TAREFAS A RESOLVER
a) Como fica em inglês esta frase do texto sobre a expulsão dos jesuítas: "Inconformados, os procuradores das Vilas de Santos, S. Paulo, Mogi-Mirim, Parnaíba e Iguape reuniram-se em São Vicente e decidiram pela expulsão dos jesuítas da Capitania de S. Paulo."?
b) Você pode continuar o texto sobre a expulsão dos jesuítas a partir da última frase apresentada?

TEXTO DE LEITURA
****************
A expulsão dos jesuítas foi provocada pela forte oposição
que esses padres faziam à escravização dos índios. Essa oposição foi acirrada pelo Breve de Urbano VIII, de 22 de abril de 1639, que proibia o
cativeiro dos índios, e pela lei régia de 31 de março de 1640, que ia além e mandava restituir os cativos. Inconformados, os procuradores das Vilas
de Santos, S. Paulo, Mogi-Mirim, Parnaíba e Iguape reuniram-se em São Vicente e decidiram pela expulsão dos jesuítas da Capitania de S. Paulo.
De 13 de julho de 1640 foi a sentença da expulsão pela junta das Vilas. Tiraram os das
vilas e cidades vizinhas e os ajuntaram na cidade de S. Paulo, de onde foram expulsos.
LEITE, Serafim S.J. História da Cia. de Jesus no Brasil. 10 volumes. Lisboa,
Livraria Portugália, Rio de Janeiro, Civilização Brasileira, 1938, vol. VI, p. 258.
"E expulsos se vieram para o porto de
Santos, padecendo assaz de trabalhos por aqueles ásperos caminhos e montanhas, vindo-lhes nas costas quarenta homens apenados
[1] para que lhes impedissem o
caminho, se quisessem tornar atrás. Só sábado chegaram os Padres de São Paulo ao Porto de Cubatão, que dista do porto de Santos, por um rio acima, 4
léguas. O que sabido mandou a Câmara de Santos uma canoa de Voga (que é uma embarcação feita de um pau somente, de 4 ou 5 palmos de boca, e 60 mais
ou menos de comprido) para que nela se embarcassem os padres para Santos. Na vila estavam todos de vigia, e tanto que em uma ponta tiveram vista da
canoa, que foi ao domingo à tarde, se ajuntou a Câmara e mandou apenar o povo para todos se ajuntar em motim, e amotinados se irem todos de mão
armada à portaria da Cia., para nos lançarem a todos fora de nossa Casa. Junto o povo à porta da Câmara, leu de cima de uma janela o procurador do
povo, Lucas de Freitas, a final a sentença..." [3].
NOTAS EXPLICATIVAS:
[1] Apenados - isto é,
obrigados pela Câmara a irem, sob pena de multa ou prisão.
[2] Era superior da Casa de S. Miguel da Vila
de Santos, Capitania de S. Vicente o Pe. Jacinto de Carvalhais.
[3] O documento que narra a
expulsão foi um relatório feito pelo Superior da Casa de S. Miguel de Santos, datado de 11 de setembro de 1640, da Bahia.
****************
SEÇÃO DE DADOS

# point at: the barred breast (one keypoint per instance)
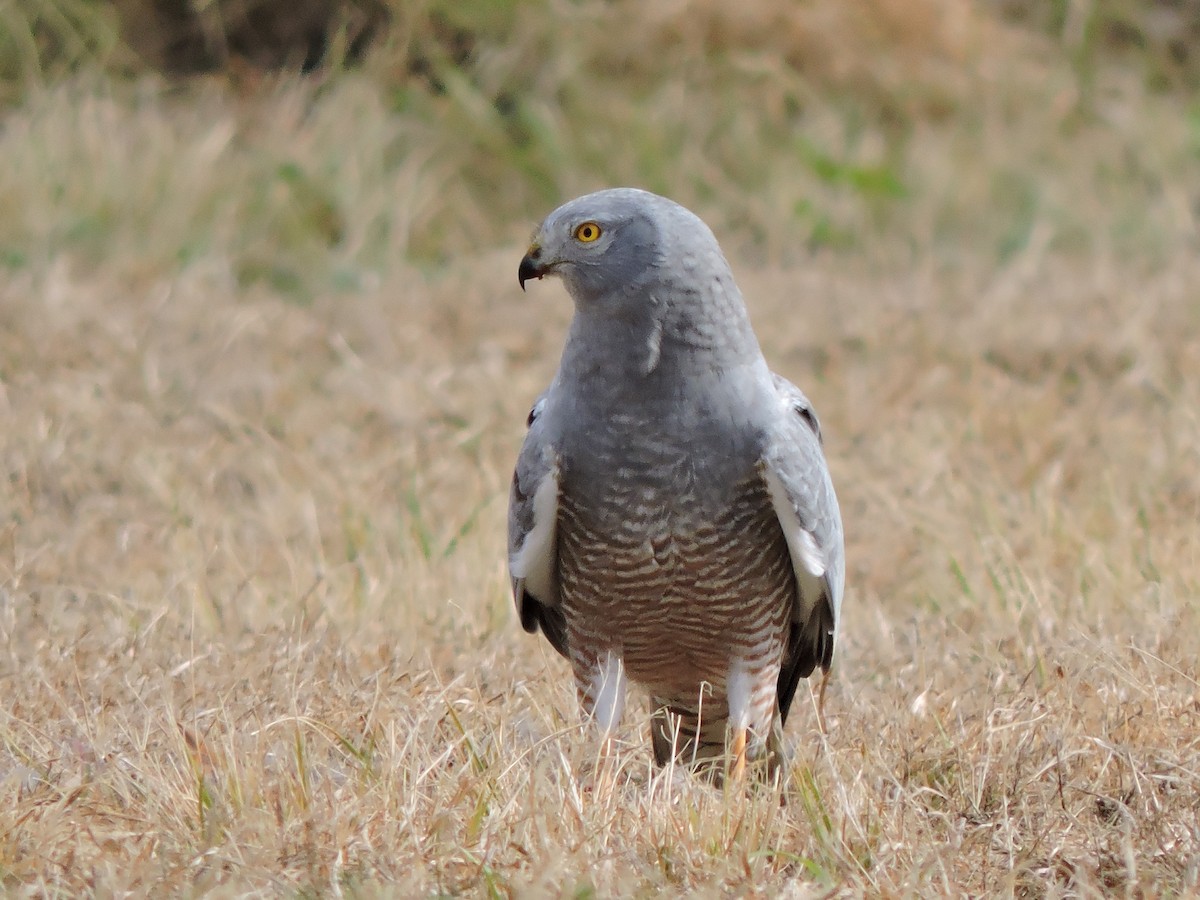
(677, 577)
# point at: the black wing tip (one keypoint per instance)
(535, 615)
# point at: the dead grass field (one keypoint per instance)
(257, 430)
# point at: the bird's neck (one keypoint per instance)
(645, 363)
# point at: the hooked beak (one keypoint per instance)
(531, 265)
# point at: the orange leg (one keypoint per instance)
(825, 683)
(739, 755)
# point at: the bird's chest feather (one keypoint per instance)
(651, 521)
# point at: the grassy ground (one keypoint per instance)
(264, 369)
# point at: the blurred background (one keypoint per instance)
(874, 129)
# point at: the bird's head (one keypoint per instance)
(601, 245)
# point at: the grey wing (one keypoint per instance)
(533, 525)
(804, 501)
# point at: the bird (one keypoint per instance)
(672, 520)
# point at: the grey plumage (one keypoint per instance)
(672, 516)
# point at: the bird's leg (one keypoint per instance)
(738, 771)
(825, 683)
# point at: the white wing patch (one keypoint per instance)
(808, 561)
(534, 562)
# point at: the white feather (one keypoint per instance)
(609, 689)
(808, 561)
(534, 561)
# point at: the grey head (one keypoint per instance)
(642, 269)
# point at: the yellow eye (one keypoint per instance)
(587, 232)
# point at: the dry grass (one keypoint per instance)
(255, 625)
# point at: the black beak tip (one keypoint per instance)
(529, 269)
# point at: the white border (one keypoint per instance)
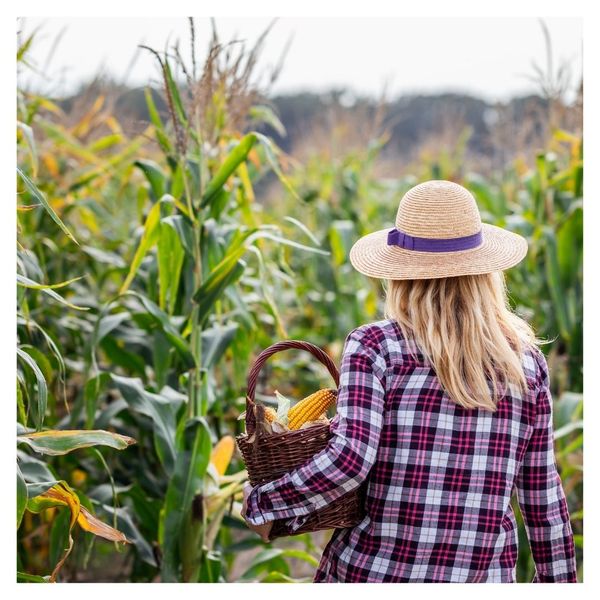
(308, 8)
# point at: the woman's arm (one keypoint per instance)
(344, 464)
(542, 498)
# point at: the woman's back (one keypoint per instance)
(439, 491)
(444, 431)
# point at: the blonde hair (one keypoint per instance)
(466, 328)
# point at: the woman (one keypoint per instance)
(444, 408)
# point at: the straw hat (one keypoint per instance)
(438, 233)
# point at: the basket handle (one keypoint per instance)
(261, 359)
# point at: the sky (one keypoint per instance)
(489, 57)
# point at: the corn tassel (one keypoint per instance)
(222, 453)
(311, 408)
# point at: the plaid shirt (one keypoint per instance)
(439, 477)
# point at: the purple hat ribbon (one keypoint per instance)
(411, 242)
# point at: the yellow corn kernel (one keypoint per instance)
(222, 453)
(270, 414)
(311, 408)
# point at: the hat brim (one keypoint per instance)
(500, 250)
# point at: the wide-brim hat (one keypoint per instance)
(438, 233)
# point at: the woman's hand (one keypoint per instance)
(262, 530)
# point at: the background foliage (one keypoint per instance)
(153, 266)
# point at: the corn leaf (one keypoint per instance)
(59, 442)
(60, 495)
(160, 409)
(27, 578)
(39, 409)
(555, 286)
(148, 240)
(30, 140)
(155, 177)
(170, 261)
(193, 455)
(41, 199)
(26, 282)
(229, 165)
(21, 496)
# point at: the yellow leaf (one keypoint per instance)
(62, 495)
(88, 522)
(222, 453)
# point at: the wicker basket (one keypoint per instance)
(270, 456)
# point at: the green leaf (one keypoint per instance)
(229, 165)
(148, 240)
(567, 429)
(271, 155)
(21, 496)
(49, 290)
(33, 469)
(215, 341)
(39, 408)
(283, 407)
(163, 321)
(227, 272)
(41, 199)
(27, 578)
(193, 455)
(555, 285)
(156, 178)
(170, 261)
(58, 442)
(159, 409)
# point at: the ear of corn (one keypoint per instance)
(311, 408)
(270, 414)
(222, 453)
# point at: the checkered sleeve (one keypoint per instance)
(344, 464)
(542, 498)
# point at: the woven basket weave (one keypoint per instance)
(270, 456)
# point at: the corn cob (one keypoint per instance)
(311, 408)
(222, 452)
(270, 414)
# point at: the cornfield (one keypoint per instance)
(151, 269)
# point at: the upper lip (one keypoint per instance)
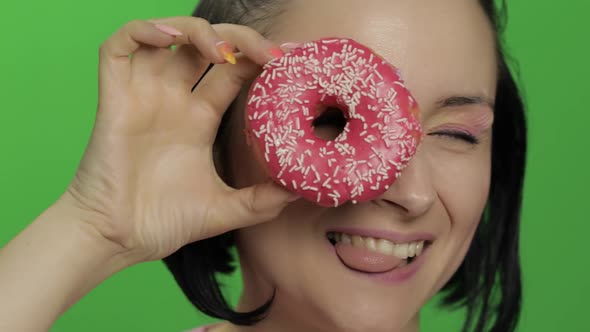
(394, 237)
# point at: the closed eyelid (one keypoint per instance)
(456, 101)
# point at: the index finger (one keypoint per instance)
(245, 39)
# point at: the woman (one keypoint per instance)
(157, 178)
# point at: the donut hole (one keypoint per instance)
(329, 123)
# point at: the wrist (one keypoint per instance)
(84, 222)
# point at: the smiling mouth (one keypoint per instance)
(407, 251)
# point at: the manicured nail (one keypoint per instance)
(168, 30)
(226, 52)
(276, 52)
(290, 46)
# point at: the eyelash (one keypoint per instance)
(468, 138)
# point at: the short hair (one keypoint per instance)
(488, 281)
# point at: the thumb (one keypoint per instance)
(257, 204)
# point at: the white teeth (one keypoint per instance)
(357, 241)
(384, 246)
(370, 244)
(412, 249)
(400, 250)
(419, 248)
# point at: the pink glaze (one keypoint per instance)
(381, 134)
(365, 260)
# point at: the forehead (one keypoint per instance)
(442, 47)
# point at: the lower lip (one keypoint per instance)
(395, 275)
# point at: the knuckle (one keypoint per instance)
(251, 201)
(133, 24)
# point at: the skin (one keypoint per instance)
****************
RESPOSTAS POR TAREFA
a) Dissatisfied, the representatives of the towns of Santos, S. Paulo, Mogi-Mirim, Parnaíba and Iguape met in São Vicente and decided to expel the Jesuits from the Captaincy of S. Paulo.

b)
[4] Como é sabido, os padres jesuítas voltaram
depois da intercessão de El-Rei junto aos paulistas. |
Mesmo livro, páginas 161 a 163:
Os jesuítas pretendem a passagem do Cubatão
CLETO, Marcelino Pereira. Dissertação a Respeito da Capitania de São Paulo, sua
Decadência e Modo de Restabelecê-la. In: Anaes da Biblioteca Nacional. Vol. XXI. Rio de Janeiro, Tipografia Leuzinger, 1900, p.
217 e seguintes.
UM DOCUMENTO DE D. JOÃO V
"No livro nº 4 do Registro da Câmara Vila de Santos a fl. 143, se acha registrada a
seguinte provisão, requerimento a resposta da Câmara da dita vila. "D. João por graça de Deus Rei de Portugal, e dos
Algarves daquem, e d'além mar, em África, Sr. de Guiné e.a, Faço saber a vós Governador, e Capitão Geral da Capitania de São Paulo, que
fazendo-se-me por parte do Pe. Belchior Mendes da Companhia de Jesus Reitor do Colégio de Santo Inácio dessa cidade a petição, de que vos remete
Cópia, Pede seja servido mandar, que tendo prontas os suplicantes, e seus Sucessores nos portos de Santos e Cubatão as embarcações necessárias para
transporte dos passageiros, e seus trastes, e fazendas, ninguém possa preferir-lhes no aluguel, das que assim estiverem prontas, ou mandar, que se
tome o Porto por Minha Real Fazenda, ficando só livre ao Colégio do Suplicante, e as suas Residências, para o que for em Ordem à condução dos seus
provimentos, e em recompensa lhe dê anualmente, o que bastar para congrua [1].
Sustentação de dezesseis Religiosos residentes no seu Colégio, que serão até quatro mil cruzados, fazendo-me seu Fundador. Ordenando-vos por
Provisão de 4 de abril de 1743, informasses neste particular com vosso parecer, ouvindo o Provedor da Fazenda Real, e os Oficiais da Câmara desse
distrito, que responderiam por escrito, satisfizes-te em carta de 5 de dezembro do dito ano, remetendo as respostas do Provedor de Santos, e Câmara
de São Paulo, o que sendo visto me pareceu dizer-vos, que sobre este requerimento deveis ouvir os oficiais da Câmara da Vila de Santos, e à vista da
sua resposta informarei novamente com vosso parecer, procurando not.a de uma demanda, que consta ter já havido sobre esta matéria, e da
Sentença, que se proferiu a final, sobre o que fareis também responder por escrito ao Provedor da fazenda. El Rei Nosso Senhor o mandou por
Alexandre de Gusmão e Thomé Joaquim da costa Corte Real e.a em Lisboa a 7 de setembro de 1745.".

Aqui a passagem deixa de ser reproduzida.